• _Stated exercise_
Could you repeat every one of the records below word for word, leaving each line unchanged?

Dataset excerpts on pointing at objects
———
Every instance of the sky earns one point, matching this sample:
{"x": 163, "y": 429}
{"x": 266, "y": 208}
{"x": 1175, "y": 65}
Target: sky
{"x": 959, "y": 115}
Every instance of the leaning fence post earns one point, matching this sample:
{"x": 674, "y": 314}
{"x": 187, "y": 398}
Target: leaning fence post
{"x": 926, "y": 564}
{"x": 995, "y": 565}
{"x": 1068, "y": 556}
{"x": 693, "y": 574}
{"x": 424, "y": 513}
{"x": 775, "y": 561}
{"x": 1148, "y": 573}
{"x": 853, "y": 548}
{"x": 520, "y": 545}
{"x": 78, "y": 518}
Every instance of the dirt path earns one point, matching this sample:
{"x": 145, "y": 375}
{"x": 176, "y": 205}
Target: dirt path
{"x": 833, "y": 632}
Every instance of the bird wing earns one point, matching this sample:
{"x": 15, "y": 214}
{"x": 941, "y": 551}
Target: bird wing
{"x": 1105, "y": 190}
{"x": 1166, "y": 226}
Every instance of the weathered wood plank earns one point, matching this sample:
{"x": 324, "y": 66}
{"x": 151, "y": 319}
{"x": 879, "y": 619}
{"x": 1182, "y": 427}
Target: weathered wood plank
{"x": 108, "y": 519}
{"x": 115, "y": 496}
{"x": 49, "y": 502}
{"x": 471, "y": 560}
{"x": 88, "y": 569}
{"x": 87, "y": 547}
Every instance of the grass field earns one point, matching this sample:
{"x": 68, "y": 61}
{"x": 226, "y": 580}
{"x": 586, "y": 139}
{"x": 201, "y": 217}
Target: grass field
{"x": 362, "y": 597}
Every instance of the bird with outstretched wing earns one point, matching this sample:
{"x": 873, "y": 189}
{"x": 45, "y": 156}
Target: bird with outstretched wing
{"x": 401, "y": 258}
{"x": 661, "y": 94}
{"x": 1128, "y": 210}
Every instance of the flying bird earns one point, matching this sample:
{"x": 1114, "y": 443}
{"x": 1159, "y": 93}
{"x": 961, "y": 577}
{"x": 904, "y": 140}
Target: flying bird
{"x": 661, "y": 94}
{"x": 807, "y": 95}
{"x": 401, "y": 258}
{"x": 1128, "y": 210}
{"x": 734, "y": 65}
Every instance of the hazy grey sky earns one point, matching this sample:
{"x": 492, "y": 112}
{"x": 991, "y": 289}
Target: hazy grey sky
———
• _Response to this exercise_
Every instance of the sky earns one point, matching this sample:
{"x": 163, "y": 429}
{"x": 266, "y": 208}
{"x": 1175, "y": 65}
Target: sky
{"x": 959, "y": 115}
Every instance of the leaning fence post earns one point, matching this sample:
{"x": 674, "y": 314}
{"x": 187, "y": 398}
Target: leaning fence post
{"x": 926, "y": 564}
{"x": 995, "y": 565}
{"x": 1068, "y": 556}
{"x": 693, "y": 574}
{"x": 424, "y": 513}
{"x": 775, "y": 561}
{"x": 1148, "y": 573}
{"x": 853, "y": 548}
{"x": 520, "y": 545}
{"x": 78, "y": 518}
Every instance of the dirt path earns one point, matching this sample:
{"x": 145, "y": 375}
{"x": 176, "y": 205}
Target: dirt path
{"x": 833, "y": 632}
Every instance of the bird wing earns one point, matching this sample:
{"x": 15, "y": 214}
{"x": 941, "y": 551}
Target: bird wing
{"x": 1105, "y": 190}
{"x": 1166, "y": 226}
Every instance of the weathered wood plank earns one point, matching this sample:
{"x": 324, "y": 66}
{"x": 151, "y": 319}
{"x": 879, "y": 619}
{"x": 1182, "y": 427}
Target: weathered wood plank
{"x": 108, "y": 519}
{"x": 115, "y": 496}
{"x": 49, "y": 502}
{"x": 471, "y": 560}
{"x": 88, "y": 569}
{"x": 87, "y": 547}
Every instance of the grass field earns one point, matching this sample:
{"x": 68, "y": 61}
{"x": 226, "y": 580}
{"x": 586, "y": 139}
{"x": 201, "y": 217}
Target: grass field
{"x": 362, "y": 597}
Every instance of the bird with outstretched wing earns one point, matching this sample:
{"x": 873, "y": 189}
{"x": 45, "y": 156}
Target: bird with outstretched wing
{"x": 401, "y": 258}
{"x": 661, "y": 94}
{"x": 1128, "y": 210}
Every instance of the flying bird earns one point, matching this sample:
{"x": 1114, "y": 443}
{"x": 1159, "y": 93}
{"x": 961, "y": 577}
{"x": 904, "y": 140}
Target: flying bird
{"x": 661, "y": 94}
{"x": 807, "y": 95}
{"x": 401, "y": 258}
{"x": 1128, "y": 210}
{"x": 734, "y": 65}
Every instance of the hazy grey sky earns one point, matching this sample:
{"x": 492, "y": 112}
{"x": 991, "y": 289}
Target: hazy grey sky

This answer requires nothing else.